> _Instructions to follow_
Can you set out all of the material below as a numbered list, one line per item and no blank lines?

> _Records provided_
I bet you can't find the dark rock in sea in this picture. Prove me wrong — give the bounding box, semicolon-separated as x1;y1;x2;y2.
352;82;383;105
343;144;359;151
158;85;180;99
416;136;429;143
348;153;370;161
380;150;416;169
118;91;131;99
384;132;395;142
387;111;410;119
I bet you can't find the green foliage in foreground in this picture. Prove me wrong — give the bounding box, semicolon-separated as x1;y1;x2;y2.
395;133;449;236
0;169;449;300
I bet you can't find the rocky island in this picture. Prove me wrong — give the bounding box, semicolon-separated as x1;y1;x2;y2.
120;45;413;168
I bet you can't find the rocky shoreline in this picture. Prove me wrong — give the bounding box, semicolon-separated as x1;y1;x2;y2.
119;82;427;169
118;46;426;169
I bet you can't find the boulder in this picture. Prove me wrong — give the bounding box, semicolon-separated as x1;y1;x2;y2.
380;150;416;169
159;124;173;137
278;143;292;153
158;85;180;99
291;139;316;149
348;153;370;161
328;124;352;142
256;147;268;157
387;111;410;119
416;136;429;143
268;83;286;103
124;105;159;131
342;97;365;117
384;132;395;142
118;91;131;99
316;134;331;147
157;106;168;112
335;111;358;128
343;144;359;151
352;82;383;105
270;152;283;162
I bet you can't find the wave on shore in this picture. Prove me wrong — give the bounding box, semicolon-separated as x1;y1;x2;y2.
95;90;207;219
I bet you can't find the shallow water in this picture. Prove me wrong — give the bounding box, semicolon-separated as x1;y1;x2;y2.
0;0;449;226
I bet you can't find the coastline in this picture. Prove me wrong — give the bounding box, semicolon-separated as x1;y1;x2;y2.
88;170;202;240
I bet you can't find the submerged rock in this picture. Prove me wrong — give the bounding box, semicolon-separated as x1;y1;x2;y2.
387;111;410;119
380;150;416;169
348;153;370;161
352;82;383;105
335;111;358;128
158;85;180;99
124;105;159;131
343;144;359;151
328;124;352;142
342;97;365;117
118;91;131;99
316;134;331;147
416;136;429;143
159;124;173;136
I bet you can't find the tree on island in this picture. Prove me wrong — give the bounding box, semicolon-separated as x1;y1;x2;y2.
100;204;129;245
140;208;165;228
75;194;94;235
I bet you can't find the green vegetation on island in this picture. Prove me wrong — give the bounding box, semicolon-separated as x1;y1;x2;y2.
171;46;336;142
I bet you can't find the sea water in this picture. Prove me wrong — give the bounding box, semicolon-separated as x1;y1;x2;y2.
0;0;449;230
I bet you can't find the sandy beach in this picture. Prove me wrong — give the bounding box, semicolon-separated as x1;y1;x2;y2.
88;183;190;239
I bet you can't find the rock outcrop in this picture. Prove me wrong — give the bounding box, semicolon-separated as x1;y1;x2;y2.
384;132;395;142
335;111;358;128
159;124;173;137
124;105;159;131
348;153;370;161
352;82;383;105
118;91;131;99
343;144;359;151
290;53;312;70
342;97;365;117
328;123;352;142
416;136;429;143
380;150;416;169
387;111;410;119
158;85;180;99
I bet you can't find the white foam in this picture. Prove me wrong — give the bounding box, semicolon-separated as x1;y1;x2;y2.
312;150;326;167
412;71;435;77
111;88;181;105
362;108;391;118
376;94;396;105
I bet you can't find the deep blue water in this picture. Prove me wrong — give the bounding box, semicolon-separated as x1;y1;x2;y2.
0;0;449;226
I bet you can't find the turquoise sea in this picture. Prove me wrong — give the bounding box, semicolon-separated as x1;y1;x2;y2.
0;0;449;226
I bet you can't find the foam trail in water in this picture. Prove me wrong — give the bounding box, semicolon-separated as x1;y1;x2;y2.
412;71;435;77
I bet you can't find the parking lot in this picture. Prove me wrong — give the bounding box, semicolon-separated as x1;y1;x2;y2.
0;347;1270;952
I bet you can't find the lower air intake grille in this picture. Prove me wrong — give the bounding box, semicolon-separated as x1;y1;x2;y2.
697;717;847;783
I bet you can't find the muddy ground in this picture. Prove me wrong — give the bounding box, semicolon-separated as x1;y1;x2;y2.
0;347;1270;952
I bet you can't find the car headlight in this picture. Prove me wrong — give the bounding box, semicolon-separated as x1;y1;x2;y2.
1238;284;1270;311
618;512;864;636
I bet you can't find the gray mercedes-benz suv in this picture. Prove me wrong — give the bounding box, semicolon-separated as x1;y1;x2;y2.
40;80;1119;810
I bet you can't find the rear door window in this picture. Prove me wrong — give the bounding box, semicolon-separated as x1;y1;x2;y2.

> _Result for this exercise_
1. I bet you can't find the dark rock in sea in this picture. Prove me wrong — give the bounding box, semicolon-separated as x1;y1;x2;y2.
2. 352;82;383;105
3. 343;144;359;151
4. 158;85;180;99
5. 416;136;429;143
6. 348;153;370;161
7. 380;150;416;169
8. 118;91;131;99
9. 384;132;395;142
10. 387;111;410;119
11. I bet you can't find the green foliage in foreground in this picture. Prove me wrong — give the bounding box, semicolon-separated as x1;y1;x2;y2.
12. 395;133;449;236
13. 0;169;449;300
14. I bet you can't find the rocky island in this picture. Prove me wrong — give the bounding box, semicolon-separated as x1;y1;x2;y2.
15. 120;45;413;168
16. I bet you can't find the rocky shoreline in this picture. Prove me wrong — give the bounding box, semicolon-separated as x1;y1;x2;y2.
17. 119;82;427;169
18. 118;46;426;169
19. I bet you can't find the boulder in this picture. Prove me wrong — give the bounding box, semicolon-separated as x1;y1;x2;y2.
20. 380;150;416;169
21. 159;124;173;137
22. 278;143;292;153
23. 158;85;180;99
24. 291;139;316;149
25. 348;153;370;161
26. 328;124;352;142
27. 256;147;268;157
28. 387;111;410;119
29. 416;136;429;143
30. 268;83;286;103
31. 124;105;159;131
32. 342;97;365;117
33. 384;132;395;142
34. 118;91;131;99
35. 316;134;331;147
36. 157;106;168;112
37. 335;111;358;128
38. 343;144;359;151
39. 352;82;383;105
40. 270;152;283;162
41. I bet you can't find the wave on shore in this picture. Prove me wrong — give the bounding box, semicolon-separated as x1;y1;x2;y2.
42. 95;90;207;219
43. I bet you can't find the shallow water in this picture. Prove me wrong — give the bounding box, semicolon-separated as x1;y1;x2;y2.
44. 0;0;449;226
45. I bet you can't find the coastline in this picture. Prove me wrong — give the bounding box, semicolon-separated as x1;y1;x2;y2.
46. 88;170;202;240
47. I bet you can't find the submerged rock in this picture. Prove me wrong — give the bounding box, semicolon-separated as x1;y1;x2;y2.
48. 387;111;410;119
49. 380;150;416;169
50. 348;153;370;161
51. 352;82;383;105
52. 335;111;358;128
53. 158;85;180;99
54. 124;105;159;131
55. 343;144;359;151
56. 328;124;352;142
57. 342;97;365;117
58. 118;91;131;99
59. 316;134;331;147
60. 416;136;429;143
61. 159;124;173;136
62. I bet you can't find the tree on island in this picture. Prove me wrong — give the bounding box, semicolon-separated as x1;y1;x2;y2.
63. 100;204;129;245
64. 140;208;165;228
65. 75;194;94;235
66. I bet you can't find the green vegetation on island in this picture. Prove me wrong — give the bounding box, semicolon-separated as x1;y1;x2;y2.
67. 171;46;336;142
68. I bet you can't find the sea water in this picture. Prove me wrong — give the bounding box, semicolon-separated as x1;y1;x2;y2.
69. 0;0;449;230
70. I bet you can't find the sandy beach in this picture. Prove me wrong — give the bounding box, semicolon-separated as x1;y1;x2;y2.
71. 88;183;190;239
72. I bet you can't find the rock outcrop in this picture. Prove me wrong — give the bounding box, semicolon-separated as x1;y1;x2;y2.
73. 384;132;395;142
74. 335;111;358;128
75. 159;124;173;137
76. 124;105;159;131
77. 348;153;370;161
78. 352;82;383;105
79. 118;91;131;99
80. 343;144;359;151
81. 290;53;312;70
82. 342;97;365;117
83. 328;123;352;142
84. 416;136;429;143
85. 380;150;416;169
86. 387;111;410;119
87. 158;85;180;99
88. I bet you can't find the white foam in this picture. Prove me wrong — give the bounding box, semicolon-separated as x1;y1;x2;y2.
89. 312;150;326;167
90. 412;71;435;77
91. 111;88;181;105
92. 362;108;391;118
93. 376;94;396;105
94. I bet you can't find the deep blue water in this picture. Prove me wrong — give the bounding box, semicolon-separated as x1;y1;x2;y2.
95. 0;0;449;226
96. I bet you can't find the turquoise sea in this picture. Prove me wrong — give the bounding box, semicolon-separated as x1;y1;x2;y2.
97. 0;0;449;226
98. I bet you can't find the foam trail in water in this picture. Prove me wrong — give the bounding box, semicolon-separated as x1;y1;x2;y2.
99. 412;71;435;77
100. I bet you can't find the parking lot in this picture. Prove me wrong — give the bounding box, semicolon-separated as x1;y1;x2;y2.
101. 0;347;1270;952
102. I bet you can't find the lower air intake grille in this picture. Prove me wrong — give the bounding box, semicolon-separated as x1;y1;x2;y2.
103. 697;717;847;783
104. I bet you can't find the muddy ground in this picture. Prove me wrong — give the bounding box, semicolon-separated as x1;y1;x2;y2.
105. 0;347;1270;952
106. I bet you can't find the car headlight in this picture. Prove me wrong — give the bounding box, semicolon-separated as x1;y1;x2;y2.
107. 1238;284;1270;311
108. 618;512;864;636
109. I bet you can't find the gray mercedes-benz suv in this picture. Prove me wrong — give the bounding box, semicolon-separated as x1;y1;x2;y2.
110. 40;80;1119;810
111. I bet you can't find the rear door window in this picture. Prove me wrong — give the bounding box, semicolon-separated as x1;y1;x2;y2.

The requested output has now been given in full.